• Task item: In the entries below, find the string "above" and return each line holding it.

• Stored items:
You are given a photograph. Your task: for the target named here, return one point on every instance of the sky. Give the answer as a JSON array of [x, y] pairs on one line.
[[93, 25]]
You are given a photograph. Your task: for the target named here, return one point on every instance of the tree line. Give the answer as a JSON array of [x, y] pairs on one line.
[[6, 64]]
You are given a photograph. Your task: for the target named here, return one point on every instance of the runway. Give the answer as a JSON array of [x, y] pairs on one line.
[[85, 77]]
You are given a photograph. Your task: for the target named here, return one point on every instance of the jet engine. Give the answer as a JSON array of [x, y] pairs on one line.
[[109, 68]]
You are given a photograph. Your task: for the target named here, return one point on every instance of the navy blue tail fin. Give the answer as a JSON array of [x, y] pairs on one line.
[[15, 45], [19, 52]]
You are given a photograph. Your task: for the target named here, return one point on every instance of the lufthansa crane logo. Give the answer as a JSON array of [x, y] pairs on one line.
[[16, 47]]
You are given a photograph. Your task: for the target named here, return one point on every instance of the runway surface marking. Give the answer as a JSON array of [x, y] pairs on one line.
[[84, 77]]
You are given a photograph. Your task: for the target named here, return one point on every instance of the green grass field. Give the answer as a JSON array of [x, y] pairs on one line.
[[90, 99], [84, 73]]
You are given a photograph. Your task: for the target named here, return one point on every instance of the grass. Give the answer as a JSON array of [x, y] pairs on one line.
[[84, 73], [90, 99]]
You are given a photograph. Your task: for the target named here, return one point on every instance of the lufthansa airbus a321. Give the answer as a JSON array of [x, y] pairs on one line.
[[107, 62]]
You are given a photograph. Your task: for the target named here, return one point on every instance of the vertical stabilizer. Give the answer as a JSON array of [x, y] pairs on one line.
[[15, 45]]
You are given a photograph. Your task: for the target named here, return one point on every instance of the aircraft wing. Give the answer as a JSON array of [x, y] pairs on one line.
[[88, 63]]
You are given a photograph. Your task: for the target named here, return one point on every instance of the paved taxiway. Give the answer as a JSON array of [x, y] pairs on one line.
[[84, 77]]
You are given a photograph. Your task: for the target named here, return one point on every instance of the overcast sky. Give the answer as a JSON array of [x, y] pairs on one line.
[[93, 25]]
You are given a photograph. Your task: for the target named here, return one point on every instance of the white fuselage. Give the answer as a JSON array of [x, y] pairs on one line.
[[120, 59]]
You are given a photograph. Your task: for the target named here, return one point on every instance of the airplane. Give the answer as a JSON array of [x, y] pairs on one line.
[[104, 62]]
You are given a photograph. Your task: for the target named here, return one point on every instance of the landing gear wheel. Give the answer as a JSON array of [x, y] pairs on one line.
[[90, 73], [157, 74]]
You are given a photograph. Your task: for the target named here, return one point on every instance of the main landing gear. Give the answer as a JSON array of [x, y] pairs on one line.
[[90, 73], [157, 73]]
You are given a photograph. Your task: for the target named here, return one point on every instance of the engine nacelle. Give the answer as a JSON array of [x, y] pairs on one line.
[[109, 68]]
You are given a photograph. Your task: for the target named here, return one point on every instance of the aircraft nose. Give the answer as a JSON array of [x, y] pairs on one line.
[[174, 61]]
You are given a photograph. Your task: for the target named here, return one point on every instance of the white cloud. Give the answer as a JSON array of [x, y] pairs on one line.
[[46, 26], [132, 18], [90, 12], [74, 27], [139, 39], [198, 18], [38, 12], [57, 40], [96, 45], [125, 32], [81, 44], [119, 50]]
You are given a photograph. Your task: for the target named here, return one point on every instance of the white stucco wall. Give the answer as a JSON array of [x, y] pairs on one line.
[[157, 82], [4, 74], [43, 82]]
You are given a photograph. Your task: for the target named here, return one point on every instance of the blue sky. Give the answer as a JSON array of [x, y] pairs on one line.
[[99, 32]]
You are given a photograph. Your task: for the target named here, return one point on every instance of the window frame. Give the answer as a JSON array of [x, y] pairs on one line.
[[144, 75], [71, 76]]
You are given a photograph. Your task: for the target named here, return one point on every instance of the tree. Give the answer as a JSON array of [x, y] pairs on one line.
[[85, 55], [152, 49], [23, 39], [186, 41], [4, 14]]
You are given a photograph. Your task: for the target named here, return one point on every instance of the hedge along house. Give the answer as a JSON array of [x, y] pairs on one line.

--

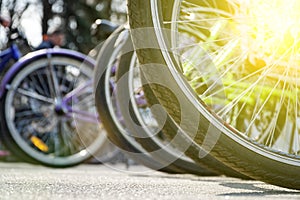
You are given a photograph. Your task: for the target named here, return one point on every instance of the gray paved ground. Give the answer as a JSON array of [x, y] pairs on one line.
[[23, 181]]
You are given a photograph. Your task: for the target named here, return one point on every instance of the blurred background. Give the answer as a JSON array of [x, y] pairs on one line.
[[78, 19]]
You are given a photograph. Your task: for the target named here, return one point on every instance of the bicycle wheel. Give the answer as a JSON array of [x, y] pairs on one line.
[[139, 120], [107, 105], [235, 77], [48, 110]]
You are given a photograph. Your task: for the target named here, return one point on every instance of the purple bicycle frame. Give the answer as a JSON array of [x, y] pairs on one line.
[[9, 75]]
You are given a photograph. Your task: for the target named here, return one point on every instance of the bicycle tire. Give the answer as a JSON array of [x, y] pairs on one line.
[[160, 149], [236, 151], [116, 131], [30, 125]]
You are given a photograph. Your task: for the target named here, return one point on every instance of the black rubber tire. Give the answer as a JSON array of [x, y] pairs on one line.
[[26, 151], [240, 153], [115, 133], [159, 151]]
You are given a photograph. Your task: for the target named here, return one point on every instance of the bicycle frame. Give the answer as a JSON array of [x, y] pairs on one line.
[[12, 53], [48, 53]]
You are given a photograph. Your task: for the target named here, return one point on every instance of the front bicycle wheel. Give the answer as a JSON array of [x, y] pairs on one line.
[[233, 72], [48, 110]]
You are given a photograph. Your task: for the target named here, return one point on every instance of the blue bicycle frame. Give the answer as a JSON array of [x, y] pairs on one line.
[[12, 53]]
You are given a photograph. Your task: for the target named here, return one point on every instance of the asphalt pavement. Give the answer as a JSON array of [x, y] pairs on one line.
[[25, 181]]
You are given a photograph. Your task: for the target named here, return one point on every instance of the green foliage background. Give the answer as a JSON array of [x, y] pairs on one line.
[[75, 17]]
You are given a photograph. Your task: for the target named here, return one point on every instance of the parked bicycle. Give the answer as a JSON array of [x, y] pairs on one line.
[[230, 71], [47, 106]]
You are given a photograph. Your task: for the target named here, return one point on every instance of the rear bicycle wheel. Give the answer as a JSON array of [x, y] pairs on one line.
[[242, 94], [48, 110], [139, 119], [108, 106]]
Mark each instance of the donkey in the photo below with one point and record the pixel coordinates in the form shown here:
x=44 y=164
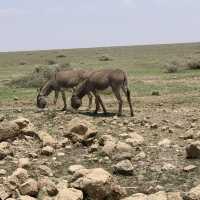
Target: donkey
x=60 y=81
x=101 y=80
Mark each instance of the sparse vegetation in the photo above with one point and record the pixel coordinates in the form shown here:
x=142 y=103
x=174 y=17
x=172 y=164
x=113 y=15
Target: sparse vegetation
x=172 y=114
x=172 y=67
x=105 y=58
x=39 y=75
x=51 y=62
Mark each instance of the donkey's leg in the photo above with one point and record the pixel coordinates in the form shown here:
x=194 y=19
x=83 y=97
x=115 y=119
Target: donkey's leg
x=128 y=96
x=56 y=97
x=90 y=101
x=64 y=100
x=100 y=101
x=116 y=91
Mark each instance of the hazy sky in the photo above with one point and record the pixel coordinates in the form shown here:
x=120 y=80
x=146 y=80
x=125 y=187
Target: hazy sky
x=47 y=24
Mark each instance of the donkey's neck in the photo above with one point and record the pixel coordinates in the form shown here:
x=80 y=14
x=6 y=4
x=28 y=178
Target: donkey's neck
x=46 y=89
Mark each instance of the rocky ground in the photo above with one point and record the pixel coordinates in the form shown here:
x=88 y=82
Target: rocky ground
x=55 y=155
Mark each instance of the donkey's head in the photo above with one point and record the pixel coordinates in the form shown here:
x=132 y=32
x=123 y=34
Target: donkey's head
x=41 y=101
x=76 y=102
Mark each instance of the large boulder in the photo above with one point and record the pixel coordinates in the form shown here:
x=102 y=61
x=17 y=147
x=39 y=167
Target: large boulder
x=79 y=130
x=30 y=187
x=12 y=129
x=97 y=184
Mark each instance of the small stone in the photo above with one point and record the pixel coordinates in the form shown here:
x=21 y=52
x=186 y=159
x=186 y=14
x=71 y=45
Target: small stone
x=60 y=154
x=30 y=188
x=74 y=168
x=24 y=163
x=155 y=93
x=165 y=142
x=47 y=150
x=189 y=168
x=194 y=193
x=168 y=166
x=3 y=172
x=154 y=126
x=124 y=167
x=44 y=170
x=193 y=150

• Written solution:
Mark each instance of the sparse vegetation in the photo above with one point and record the pixel coordinates in the form shown here:
Mark each instance of the donkey's leg in the photo above with one point and record the pixel coordinates in the form shown here:
Mark each instance of the hazy sky in the photo above with one point and record the pixel coordinates in the form shown here:
Mark each instance of the donkey's neck in the photo above with one point and record the pixel coordinates in the form shown here:
Mark each instance of the rocky ground in the photo above with one point and record the pixel coordinates in the form shown here:
Mark each instance of the donkey's head in the photo above with one point and record the pixel coordinates in the form shown here:
Mark each instance of the large boulder in the photo above with one point and record the pixel coordinates in the form shown here:
Mark each instance of the small stone in the photo above with one point and record the pixel coordinates in the form shown here:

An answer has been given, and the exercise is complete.